RECORDS FOR THIS EXERCISE:

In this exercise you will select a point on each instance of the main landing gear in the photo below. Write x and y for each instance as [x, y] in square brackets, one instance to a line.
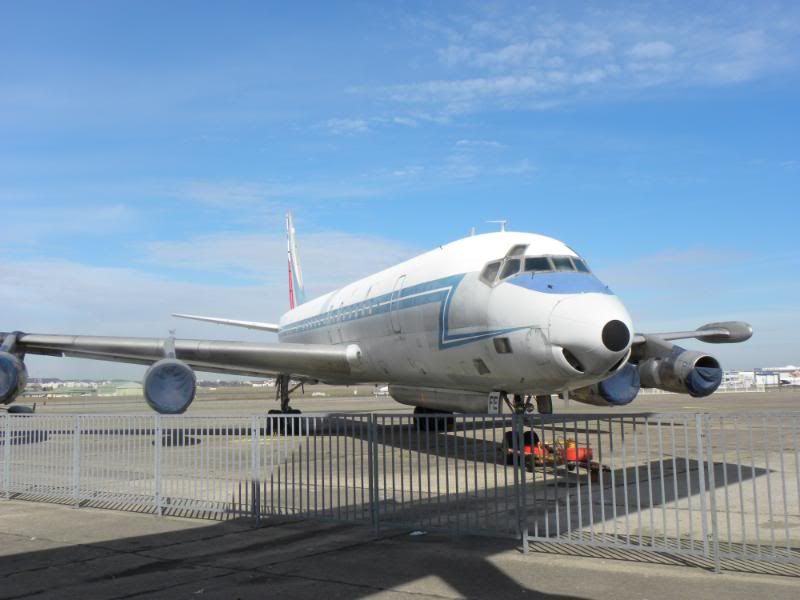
[286, 425]
[282, 391]
[433, 420]
[520, 405]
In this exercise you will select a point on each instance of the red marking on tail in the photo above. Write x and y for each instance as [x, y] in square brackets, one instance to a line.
[291, 285]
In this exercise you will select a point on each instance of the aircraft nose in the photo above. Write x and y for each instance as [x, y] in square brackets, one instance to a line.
[590, 333]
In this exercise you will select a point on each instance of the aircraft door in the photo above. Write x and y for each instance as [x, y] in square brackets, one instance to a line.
[394, 317]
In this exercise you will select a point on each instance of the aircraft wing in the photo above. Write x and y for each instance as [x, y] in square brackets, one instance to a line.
[727, 332]
[302, 361]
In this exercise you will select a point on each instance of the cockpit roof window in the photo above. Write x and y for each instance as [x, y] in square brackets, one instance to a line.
[538, 263]
[580, 265]
[563, 263]
[490, 272]
[510, 267]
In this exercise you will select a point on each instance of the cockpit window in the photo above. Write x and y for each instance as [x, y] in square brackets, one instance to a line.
[580, 265]
[563, 263]
[537, 263]
[490, 272]
[517, 250]
[511, 267]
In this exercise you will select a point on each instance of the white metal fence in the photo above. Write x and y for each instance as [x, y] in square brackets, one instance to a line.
[711, 486]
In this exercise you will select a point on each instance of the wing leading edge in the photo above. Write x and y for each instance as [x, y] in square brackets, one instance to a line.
[306, 361]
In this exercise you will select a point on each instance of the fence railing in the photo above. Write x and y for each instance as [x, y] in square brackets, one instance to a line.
[711, 486]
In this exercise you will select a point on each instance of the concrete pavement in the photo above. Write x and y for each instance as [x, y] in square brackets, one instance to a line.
[51, 551]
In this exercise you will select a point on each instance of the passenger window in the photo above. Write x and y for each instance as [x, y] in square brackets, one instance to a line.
[563, 263]
[580, 265]
[538, 263]
[511, 267]
[490, 272]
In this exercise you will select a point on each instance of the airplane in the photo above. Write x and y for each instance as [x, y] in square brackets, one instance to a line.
[508, 315]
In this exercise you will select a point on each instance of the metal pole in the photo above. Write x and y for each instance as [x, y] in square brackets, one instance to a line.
[255, 483]
[712, 493]
[157, 441]
[7, 456]
[76, 461]
[701, 465]
[373, 472]
[522, 519]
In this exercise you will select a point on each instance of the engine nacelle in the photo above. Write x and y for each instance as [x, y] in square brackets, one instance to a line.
[683, 371]
[436, 399]
[13, 377]
[169, 386]
[618, 390]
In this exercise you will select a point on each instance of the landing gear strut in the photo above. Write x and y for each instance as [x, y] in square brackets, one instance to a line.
[434, 420]
[544, 404]
[519, 405]
[282, 392]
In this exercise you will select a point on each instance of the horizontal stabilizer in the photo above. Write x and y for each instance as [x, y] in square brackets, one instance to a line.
[272, 327]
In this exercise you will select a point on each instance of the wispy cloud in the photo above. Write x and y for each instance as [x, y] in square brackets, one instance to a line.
[249, 193]
[511, 57]
[347, 126]
[329, 259]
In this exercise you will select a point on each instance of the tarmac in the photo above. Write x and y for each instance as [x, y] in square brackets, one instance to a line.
[359, 399]
[50, 551]
[55, 551]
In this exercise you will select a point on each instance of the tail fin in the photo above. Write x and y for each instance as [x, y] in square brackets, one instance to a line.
[297, 293]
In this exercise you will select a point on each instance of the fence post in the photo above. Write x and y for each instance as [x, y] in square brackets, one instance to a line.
[712, 493]
[157, 442]
[372, 456]
[76, 461]
[255, 464]
[701, 478]
[7, 456]
[518, 452]
[522, 517]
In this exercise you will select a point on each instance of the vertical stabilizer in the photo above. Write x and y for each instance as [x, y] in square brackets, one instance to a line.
[296, 291]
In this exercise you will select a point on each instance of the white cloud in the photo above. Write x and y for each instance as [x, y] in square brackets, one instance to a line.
[245, 194]
[652, 51]
[347, 126]
[329, 259]
[504, 57]
[479, 144]
[74, 298]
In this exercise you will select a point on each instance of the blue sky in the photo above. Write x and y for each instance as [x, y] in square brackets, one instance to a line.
[149, 150]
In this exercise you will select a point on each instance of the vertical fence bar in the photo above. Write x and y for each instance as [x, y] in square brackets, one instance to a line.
[76, 461]
[255, 465]
[699, 424]
[373, 472]
[7, 456]
[706, 422]
[157, 441]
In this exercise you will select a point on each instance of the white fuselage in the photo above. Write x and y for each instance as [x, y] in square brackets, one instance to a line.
[435, 322]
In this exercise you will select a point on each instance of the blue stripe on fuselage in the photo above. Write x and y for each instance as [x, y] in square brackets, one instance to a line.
[429, 292]
[560, 282]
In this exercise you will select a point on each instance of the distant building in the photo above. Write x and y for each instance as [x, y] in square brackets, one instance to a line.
[119, 388]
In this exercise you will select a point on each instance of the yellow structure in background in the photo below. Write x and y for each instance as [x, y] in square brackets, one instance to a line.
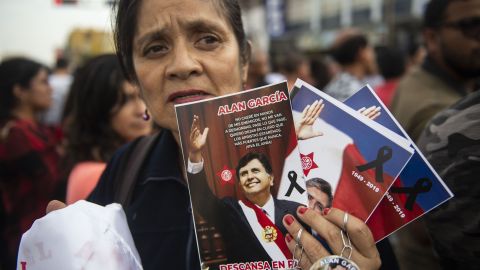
[83, 44]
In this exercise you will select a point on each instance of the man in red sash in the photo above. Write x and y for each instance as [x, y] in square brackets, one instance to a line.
[251, 228]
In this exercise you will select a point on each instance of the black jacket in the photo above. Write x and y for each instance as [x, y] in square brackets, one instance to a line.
[227, 216]
[159, 215]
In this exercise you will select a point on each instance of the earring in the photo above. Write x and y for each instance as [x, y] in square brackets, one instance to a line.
[145, 115]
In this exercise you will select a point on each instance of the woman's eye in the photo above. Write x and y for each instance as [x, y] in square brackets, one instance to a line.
[155, 49]
[208, 41]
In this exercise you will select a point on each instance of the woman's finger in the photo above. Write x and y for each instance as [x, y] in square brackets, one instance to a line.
[360, 235]
[54, 205]
[324, 228]
[313, 249]
[299, 255]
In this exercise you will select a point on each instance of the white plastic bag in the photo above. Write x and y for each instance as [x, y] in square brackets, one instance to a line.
[80, 236]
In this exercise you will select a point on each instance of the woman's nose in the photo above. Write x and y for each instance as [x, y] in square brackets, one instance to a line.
[184, 62]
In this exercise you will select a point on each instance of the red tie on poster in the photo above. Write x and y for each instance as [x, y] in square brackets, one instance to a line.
[265, 222]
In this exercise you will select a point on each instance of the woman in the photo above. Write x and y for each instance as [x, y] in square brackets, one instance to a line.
[179, 51]
[113, 117]
[29, 174]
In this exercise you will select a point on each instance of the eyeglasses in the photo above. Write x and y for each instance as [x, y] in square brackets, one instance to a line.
[470, 27]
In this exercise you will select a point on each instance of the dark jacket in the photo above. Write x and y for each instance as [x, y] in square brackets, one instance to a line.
[226, 214]
[159, 215]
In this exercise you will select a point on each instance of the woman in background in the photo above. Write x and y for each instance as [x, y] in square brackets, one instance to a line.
[103, 111]
[29, 175]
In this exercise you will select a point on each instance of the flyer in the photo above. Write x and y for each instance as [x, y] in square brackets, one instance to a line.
[244, 174]
[417, 190]
[358, 158]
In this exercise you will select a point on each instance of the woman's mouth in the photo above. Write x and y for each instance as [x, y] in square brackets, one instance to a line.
[186, 96]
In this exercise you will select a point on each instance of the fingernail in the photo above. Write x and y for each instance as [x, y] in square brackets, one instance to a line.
[302, 210]
[289, 219]
[288, 237]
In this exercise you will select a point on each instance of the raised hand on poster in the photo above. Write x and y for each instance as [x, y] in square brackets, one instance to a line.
[371, 112]
[304, 127]
[197, 140]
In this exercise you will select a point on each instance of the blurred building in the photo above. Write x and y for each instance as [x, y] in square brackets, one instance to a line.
[83, 44]
[311, 25]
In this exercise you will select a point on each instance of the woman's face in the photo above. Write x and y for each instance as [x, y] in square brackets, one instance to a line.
[38, 96]
[127, 120]
[184, 50]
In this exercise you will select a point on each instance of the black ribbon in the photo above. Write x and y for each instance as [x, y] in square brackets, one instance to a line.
[421, 186]
[383, 155]
[292, 176]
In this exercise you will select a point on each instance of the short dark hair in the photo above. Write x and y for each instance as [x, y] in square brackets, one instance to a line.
[251, 156]
[435, 13]
[96, 94]
[15, 71]
[126, 23]
[346, 52]
[322, 185]
[385, 57]
[61, 62]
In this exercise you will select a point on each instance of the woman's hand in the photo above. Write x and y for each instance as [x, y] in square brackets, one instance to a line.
[197, 140]
[364, 252]
[304, 128]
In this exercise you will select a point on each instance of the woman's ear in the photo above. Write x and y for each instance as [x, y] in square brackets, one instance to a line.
[18, 92]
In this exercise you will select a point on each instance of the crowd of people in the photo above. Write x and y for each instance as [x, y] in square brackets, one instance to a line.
[62, 130]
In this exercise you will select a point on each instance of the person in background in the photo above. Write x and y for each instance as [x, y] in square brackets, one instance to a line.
[449, 72]
[60, 81]
[295, 66]
[392, 65]
[356, 57]
[179, 51]
[321, 72]
[29, 174]
[451, 143]
[416, 54]
[112, 118]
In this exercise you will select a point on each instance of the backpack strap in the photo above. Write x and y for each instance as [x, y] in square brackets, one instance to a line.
[129, 170]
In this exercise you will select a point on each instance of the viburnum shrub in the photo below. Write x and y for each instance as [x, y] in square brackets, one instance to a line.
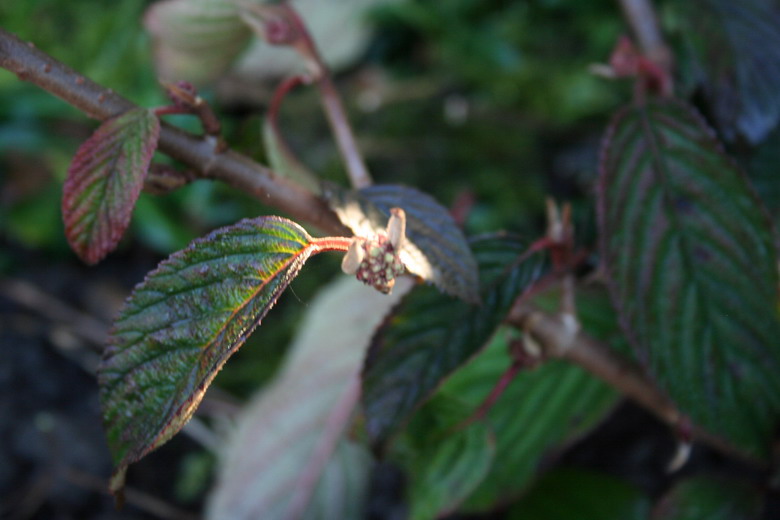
[473, 357]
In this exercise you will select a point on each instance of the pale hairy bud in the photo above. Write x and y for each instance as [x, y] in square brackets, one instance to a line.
[396, 227]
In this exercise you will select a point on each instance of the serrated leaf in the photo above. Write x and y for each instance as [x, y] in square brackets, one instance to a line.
[541, 410]
[290, 421]
[435, 248]
[444, 464]
[565, 494]
[180, 325]
[736, 49]
[693, 270]
[430, 335]
[104, 181]
[195, 40]
[710, 498]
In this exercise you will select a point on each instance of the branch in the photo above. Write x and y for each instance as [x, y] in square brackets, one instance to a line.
[560, 339]
[199, 153]
[281, 25]
[644, 24]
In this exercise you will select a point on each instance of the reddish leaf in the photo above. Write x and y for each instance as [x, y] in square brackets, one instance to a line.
[104, 181]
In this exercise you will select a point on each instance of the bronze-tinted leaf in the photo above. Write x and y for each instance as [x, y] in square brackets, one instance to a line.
[104, 181]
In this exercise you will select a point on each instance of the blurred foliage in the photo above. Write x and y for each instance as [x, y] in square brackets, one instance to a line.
[488, 98]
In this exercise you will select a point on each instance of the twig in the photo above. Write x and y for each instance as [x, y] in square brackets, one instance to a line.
[556, 340]
[644, 24]
[281, 25]
[199, 153]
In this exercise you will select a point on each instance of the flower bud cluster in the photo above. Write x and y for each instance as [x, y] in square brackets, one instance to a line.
[374, 261]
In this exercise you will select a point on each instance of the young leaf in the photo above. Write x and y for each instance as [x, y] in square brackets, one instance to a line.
[444, 464]
[183, 321]
[104, 181]
[435, 249]
[565, 494]
[736, 50]
[195, 40]
[710, 498]
[693, 270]
[288, 455]
[540, 411]
[430, 335]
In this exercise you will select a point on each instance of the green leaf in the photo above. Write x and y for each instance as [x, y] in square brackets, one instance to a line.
[566, 494]
[195, 40]
[298, 421]
[435, 248]
[104, 181]
[183, 321]
[693, 270]
[430, 335]
[541, 410]
[735, 47]
[444, 464]
[710, 498]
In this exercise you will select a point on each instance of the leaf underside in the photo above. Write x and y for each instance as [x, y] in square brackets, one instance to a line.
[736, 50]
[693, 269]
[183, 321]
[288, 422]
[104, 182]
[430, 335]
[435, 248]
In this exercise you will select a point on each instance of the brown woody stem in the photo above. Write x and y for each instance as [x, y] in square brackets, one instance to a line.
[642, 18]
[558, 341]
[201, 154]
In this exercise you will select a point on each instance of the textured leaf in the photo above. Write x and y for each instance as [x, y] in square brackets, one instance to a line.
[284, 429]
[181, 324]
[430, 335]
[566, 494]
[104, 181]
[195, 40]
[710, 498]
[444, 464]
[736, 49]
[693, 270]
[435, 248]
[541, 410]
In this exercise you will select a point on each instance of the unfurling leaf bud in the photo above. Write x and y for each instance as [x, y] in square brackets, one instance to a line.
[396, 227]
[354, 256]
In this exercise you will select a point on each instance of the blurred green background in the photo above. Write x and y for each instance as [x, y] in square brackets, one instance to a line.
[483, 102]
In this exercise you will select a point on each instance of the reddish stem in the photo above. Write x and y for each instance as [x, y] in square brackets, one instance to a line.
[501, 385]
[331, 244]
[331, 102]
[199, 153]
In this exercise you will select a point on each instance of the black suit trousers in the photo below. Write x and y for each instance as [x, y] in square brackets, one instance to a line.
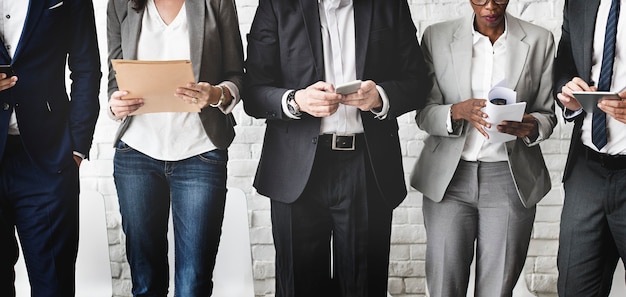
[334, 239]
[43, 207]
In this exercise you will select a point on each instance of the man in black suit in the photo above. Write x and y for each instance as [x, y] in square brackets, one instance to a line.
[331, 163]
[593, 221]
[44, 136]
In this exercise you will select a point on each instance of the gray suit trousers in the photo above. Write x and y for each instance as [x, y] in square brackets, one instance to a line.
[481, 208]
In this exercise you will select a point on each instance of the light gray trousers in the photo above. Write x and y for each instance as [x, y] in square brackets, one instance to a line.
[481, 208]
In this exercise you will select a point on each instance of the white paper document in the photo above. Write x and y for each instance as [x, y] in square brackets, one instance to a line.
[511, 111]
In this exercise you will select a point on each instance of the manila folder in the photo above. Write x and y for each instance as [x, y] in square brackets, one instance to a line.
[156, 83]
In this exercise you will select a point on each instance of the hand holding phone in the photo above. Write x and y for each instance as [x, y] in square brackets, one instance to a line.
[589, 100]
[8, 70]
[348, 88]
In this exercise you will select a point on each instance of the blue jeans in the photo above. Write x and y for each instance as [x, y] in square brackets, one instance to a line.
[196, 188]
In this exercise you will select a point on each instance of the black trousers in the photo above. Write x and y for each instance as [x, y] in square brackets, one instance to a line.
[341, 209]
[43, 207]
[593, 226]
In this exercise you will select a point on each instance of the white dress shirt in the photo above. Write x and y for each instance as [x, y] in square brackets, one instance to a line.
[338, 40]
[487, 70]
[12, 18]
[616, 131]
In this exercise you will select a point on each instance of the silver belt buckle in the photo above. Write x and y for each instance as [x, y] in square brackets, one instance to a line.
[343, 142]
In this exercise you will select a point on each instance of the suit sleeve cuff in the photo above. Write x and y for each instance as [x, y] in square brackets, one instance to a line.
[283, 102]
[382, 114]
[234, 92]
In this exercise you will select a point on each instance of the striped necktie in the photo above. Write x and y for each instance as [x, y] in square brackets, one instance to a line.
[598, 126]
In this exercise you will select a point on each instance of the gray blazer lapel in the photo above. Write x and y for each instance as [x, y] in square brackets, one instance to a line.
[196, 16]
[517, 52]
[461, 48]
[131, 32]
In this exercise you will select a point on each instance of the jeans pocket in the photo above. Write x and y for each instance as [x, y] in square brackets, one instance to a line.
[122, 147]
[216, 156]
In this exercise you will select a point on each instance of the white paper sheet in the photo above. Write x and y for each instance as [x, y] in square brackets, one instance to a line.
[512, 111]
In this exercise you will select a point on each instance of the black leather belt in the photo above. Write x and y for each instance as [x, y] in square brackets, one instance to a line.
[13, 145]
[611, 162]
[336, 142]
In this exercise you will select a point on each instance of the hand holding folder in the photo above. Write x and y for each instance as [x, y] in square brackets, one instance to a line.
[156, 82]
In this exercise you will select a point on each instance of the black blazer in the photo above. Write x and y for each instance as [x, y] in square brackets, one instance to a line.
[51, 125]
[574, 59]
[285, 52]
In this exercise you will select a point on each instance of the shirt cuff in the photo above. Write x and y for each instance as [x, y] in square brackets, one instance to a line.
[283, 102]
[449, 126]
[539, 139]
[234, 93]
[382, 114]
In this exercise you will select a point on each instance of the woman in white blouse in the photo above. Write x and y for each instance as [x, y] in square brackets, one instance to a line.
[175, 159]
[480, 193]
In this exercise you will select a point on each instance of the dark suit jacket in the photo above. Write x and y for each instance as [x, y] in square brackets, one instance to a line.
[216, 54]
[574, 59]
[52, 126]
[285, 52]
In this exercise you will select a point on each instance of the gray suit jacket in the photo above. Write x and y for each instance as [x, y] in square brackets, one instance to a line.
[447, 50]
[216, 54]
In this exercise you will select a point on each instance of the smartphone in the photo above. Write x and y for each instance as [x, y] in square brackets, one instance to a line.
[7, 69]
[348, 88]
[589, 100]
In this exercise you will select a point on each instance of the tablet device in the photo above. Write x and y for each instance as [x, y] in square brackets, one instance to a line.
[348, 88]
[589, 100]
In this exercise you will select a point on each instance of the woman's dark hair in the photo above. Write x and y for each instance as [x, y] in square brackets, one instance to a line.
[139, 5]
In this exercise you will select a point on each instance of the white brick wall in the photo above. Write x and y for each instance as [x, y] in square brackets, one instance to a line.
[406, 271]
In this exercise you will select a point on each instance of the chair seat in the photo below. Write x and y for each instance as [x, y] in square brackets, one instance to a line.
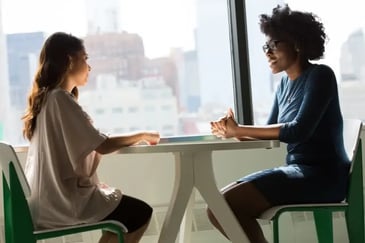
[76, 227]
[271, 212]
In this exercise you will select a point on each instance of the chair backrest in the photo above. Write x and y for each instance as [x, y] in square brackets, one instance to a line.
[351, 136]
[18, 220]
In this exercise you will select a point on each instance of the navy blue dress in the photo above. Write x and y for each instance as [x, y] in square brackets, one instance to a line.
[316, 168]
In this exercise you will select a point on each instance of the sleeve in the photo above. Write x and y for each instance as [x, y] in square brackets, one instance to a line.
[79, 136]
[319, 90]
[273, 117]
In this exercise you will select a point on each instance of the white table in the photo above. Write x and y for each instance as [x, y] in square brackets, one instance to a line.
[194, 169]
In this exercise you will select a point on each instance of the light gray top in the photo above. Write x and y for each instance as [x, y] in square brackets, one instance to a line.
[61, 167]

DESCRIPTION OF THE TASK: Exactly reproduce the lines beginning with the one that contains "of the sleeve" and ending with the last line of the material, both included. Leave out everything else.

FINISHED ANSWER:
In this exercise you will select a point on each instance of the sleeve in the photo above. Write x and y for each instance as [x, y] in square brackets, one instance to a line.
[79, 136]
[319, 90]
[273, 117]
In this exercise you will select a point on each instance of the white table in the photo above. Write x and y for each instance as [x, y] in square brackets, one instance to a line.
[194, 169]
In this exercise you will select a point on each instance of the light gray top in the photo above. Write x and y for each instance as [x, y] in square brackets, one instance to a line.
[61, 167]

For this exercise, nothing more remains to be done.